╭─ READING TEXT
Food in Literature


 

   The Futurist Cookbook




The Futurist Cookbook, by Italian poet and editor Filippo Tommaso Marinetti, was originally published in 1932 and reprinted in 1989, and translated into English by Suzanne Brill.
But while major newspapers like the Chicago Tribune proclaimed it a bold manifesto to revitalize culture by revolutionizing how people ate, what the media missed at first was that the cookbook was arguably the greatest artistic prank of the twentieth century.
It wasn’t a populist effort to upgrade mass cuisine but, rather, a highbrow quest to raise the nation’s, perhaps the world’s, collective artistic consciousness.
╰─
╭─ SUPPLIED MATERIAL
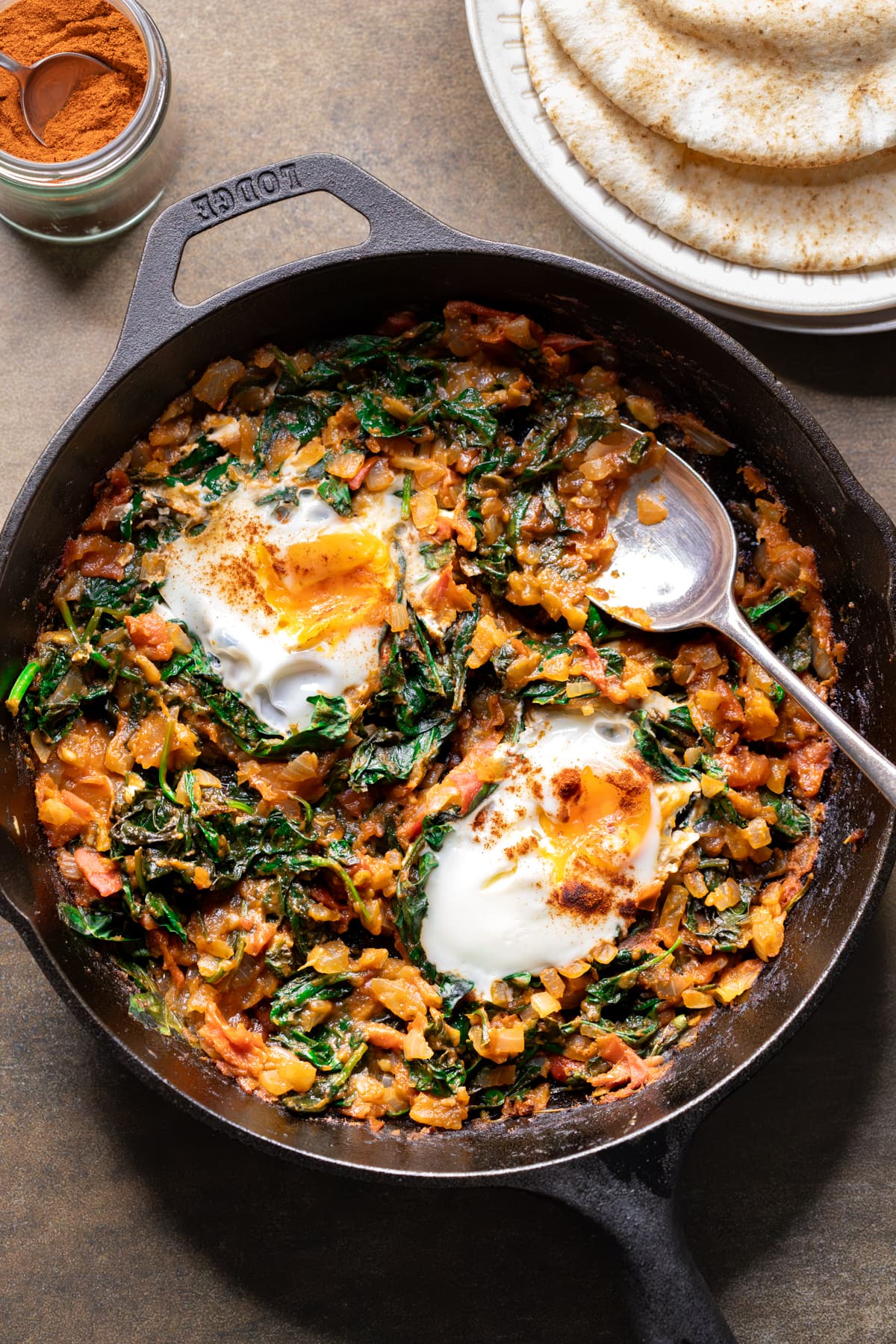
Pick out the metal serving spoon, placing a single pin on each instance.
(46, 87)
(680, 573)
╰─
WRITTEN TASKS —
1. Echo the passage on The Futurist Cookbook word for word, starting at "Food in Literature" and ending at "by Suzanne Brill.".
2. In one to three sentences, explain why the passage on The Futurist Cookbook says the newspapers' first reading of the book missed something.
3. Carry the passage on The Futurist Cookbook forward with the next part, picking up after its final sentence.
The data come from a different source than the passage on The Futurist Cookbook.

SET OF ANSWERS —
1.
Food in Literature


 

   The Futurist Cookbook




The Futurist Cookbook, by Italian poet and editor Filippo Tommaso Marinetti, was originally published in 1932 and reprinted in 1989, and translated into English by Suzanne Brill.

2. Papers like the Chicago Tribune treated it as a bold manifesto to revitalize culture by changing how people ate. The passage says the cookbook was arguably the greatest artistic prank of the twentieth century. It was a highbrow quest to raise the nation's, perhaps the world's, collective artistic consciousness, not a populist effort to upgrade mass cuisine.

3.
What made Futurist “cooking” so revolutionary was that it drew on food as a raw material for art and cultural commentary reflecting the Futurist idea that human experience is empowered and liberated by the presence of art in everyday life, that osmosis of arte-vita



“The Futurist culinary revolution … has the lofty, noble and universally expedient aim of changing radically the eating habits of our race, strengthening it, dynamizing it and spiritualizing it with brand-new food combinations in which experiment, intelligence and imagination will economically take the place of quantity, banality, repetition and expense.
This Futurist cooking of ours, tuned to high speeds like the motor of a hydroplane, will seem to some trembling traditionalists both mad and dangerous: but its ultimate aim is to create a harmony between man’s palate and his life today and tomorrow.”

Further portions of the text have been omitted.